> [YOUR TASK]: Starting at the line that has "of the concrete" and going through the last line, reproduce those lines with their requests, scaling each x and y coordinate in the answers by 0.7 and rounding to whole numbers, halves up. Keep the numbers in the requests and their format samples unchanged.

> [DATA SUPPLIED]:
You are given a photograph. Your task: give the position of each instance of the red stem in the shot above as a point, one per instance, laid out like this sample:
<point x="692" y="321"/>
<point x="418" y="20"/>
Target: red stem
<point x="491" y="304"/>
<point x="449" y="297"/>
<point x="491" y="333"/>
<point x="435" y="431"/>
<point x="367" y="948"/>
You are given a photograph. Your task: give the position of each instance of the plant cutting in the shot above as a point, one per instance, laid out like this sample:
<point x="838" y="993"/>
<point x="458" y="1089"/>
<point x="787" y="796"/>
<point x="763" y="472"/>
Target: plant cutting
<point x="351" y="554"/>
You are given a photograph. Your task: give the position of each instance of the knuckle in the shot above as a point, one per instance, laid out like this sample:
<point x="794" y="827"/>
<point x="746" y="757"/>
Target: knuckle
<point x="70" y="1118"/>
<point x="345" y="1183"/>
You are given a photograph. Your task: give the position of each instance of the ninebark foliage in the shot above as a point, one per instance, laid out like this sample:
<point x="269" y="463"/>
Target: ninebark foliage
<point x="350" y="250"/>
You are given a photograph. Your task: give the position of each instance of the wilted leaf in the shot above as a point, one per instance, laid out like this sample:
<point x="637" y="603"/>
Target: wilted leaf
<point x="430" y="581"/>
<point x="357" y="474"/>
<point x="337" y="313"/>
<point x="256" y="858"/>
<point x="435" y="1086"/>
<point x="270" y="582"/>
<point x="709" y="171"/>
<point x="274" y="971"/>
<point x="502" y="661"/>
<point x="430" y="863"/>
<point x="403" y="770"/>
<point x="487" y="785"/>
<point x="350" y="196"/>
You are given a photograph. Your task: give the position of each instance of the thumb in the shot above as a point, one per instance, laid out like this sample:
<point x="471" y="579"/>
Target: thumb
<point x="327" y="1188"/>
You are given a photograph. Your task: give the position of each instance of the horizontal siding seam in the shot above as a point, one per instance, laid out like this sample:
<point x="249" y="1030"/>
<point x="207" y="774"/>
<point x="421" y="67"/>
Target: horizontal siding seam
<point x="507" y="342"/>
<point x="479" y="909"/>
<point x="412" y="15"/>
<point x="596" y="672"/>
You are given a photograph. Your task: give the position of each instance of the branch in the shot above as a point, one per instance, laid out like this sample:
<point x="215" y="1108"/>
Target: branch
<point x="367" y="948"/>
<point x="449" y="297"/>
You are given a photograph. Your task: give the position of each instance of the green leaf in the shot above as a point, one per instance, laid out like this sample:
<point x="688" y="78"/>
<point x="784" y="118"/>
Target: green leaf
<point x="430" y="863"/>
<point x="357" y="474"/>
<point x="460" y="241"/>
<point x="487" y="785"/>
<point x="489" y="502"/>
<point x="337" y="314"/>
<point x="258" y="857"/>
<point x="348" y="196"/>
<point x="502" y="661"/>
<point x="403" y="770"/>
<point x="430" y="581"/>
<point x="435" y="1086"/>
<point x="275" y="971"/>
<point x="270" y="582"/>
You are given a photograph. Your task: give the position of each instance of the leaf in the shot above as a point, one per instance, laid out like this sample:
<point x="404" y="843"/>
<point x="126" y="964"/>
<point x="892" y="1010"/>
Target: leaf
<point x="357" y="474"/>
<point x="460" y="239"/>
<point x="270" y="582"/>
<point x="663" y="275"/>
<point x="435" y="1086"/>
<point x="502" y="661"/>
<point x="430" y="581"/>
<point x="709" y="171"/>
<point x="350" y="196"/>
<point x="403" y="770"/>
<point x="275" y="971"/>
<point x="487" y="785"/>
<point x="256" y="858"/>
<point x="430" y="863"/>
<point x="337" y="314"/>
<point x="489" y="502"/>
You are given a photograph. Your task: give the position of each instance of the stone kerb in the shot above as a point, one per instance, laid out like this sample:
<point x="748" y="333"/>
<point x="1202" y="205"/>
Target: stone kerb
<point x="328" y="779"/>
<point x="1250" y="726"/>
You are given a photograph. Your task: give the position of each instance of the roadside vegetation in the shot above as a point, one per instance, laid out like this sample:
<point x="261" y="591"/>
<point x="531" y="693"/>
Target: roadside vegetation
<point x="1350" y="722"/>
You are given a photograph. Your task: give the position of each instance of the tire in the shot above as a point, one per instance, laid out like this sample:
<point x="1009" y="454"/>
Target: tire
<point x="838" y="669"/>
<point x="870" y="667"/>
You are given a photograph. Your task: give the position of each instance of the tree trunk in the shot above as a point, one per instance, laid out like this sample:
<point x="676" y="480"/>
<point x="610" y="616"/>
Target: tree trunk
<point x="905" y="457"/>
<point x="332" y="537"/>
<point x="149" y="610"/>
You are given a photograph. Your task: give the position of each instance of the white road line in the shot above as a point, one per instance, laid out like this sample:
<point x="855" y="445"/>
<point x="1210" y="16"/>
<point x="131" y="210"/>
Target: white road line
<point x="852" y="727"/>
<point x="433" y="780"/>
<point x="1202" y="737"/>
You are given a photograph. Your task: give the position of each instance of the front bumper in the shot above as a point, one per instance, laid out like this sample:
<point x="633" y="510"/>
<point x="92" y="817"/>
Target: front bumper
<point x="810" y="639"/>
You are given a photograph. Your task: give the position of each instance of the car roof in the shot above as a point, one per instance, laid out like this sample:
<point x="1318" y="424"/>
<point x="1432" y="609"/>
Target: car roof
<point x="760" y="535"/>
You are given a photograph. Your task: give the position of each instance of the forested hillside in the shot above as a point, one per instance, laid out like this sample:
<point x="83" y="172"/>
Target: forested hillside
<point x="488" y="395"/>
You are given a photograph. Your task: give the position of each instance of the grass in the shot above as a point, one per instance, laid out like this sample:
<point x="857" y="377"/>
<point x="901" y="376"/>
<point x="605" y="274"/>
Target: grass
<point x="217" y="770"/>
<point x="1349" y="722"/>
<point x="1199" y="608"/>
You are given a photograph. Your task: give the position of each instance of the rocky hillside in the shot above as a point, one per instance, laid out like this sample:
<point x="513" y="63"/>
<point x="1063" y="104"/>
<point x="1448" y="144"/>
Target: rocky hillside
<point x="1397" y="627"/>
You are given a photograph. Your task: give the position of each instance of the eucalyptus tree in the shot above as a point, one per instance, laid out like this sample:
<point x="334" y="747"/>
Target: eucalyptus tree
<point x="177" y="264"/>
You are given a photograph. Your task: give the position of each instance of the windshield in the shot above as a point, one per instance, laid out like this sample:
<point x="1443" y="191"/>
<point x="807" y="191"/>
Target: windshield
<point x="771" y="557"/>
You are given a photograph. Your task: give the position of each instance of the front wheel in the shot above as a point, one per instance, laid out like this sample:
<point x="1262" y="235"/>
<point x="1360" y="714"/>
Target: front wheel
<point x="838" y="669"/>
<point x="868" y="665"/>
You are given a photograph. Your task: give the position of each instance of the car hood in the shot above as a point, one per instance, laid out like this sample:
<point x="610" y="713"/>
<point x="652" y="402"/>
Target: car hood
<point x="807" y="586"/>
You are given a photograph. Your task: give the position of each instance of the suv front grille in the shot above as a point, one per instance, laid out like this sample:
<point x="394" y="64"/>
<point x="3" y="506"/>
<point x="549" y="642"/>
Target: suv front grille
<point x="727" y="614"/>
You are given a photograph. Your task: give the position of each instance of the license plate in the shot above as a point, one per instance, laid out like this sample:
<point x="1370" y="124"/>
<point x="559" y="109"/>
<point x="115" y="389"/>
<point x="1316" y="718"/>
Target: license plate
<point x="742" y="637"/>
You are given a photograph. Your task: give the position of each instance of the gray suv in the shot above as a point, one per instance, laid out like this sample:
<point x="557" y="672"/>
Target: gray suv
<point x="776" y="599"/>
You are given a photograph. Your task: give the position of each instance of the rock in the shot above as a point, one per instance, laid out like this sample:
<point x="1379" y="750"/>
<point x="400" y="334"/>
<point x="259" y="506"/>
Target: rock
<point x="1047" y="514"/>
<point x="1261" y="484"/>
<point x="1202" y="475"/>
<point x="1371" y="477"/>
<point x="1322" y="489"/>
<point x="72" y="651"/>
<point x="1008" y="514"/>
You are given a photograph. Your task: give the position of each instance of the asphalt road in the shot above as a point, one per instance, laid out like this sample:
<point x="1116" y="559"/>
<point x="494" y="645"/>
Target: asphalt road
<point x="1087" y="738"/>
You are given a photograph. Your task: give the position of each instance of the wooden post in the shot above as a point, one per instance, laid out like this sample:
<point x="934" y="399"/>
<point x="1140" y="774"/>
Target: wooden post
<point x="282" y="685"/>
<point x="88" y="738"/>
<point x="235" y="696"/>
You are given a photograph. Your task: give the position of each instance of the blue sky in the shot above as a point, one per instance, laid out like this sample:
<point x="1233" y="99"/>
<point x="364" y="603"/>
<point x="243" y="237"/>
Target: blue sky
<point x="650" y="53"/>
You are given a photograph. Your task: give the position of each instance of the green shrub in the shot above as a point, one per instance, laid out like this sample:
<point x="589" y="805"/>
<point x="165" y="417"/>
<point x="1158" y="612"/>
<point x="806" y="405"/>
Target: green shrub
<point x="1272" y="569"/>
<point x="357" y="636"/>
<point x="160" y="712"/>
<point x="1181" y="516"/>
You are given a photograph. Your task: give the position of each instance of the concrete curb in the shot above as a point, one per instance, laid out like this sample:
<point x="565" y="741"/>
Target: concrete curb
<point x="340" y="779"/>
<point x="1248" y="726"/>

> [COMPLETED TASK]:
You are given a photograph. Your task: give the position of each instance of the concrete curb in the shot above as a point, one per instance, laid out like this sample:
<point x="565" y="741"/>
Target: concrete curb
<point x="238" y="545"/>
<point x="874" y="508"/>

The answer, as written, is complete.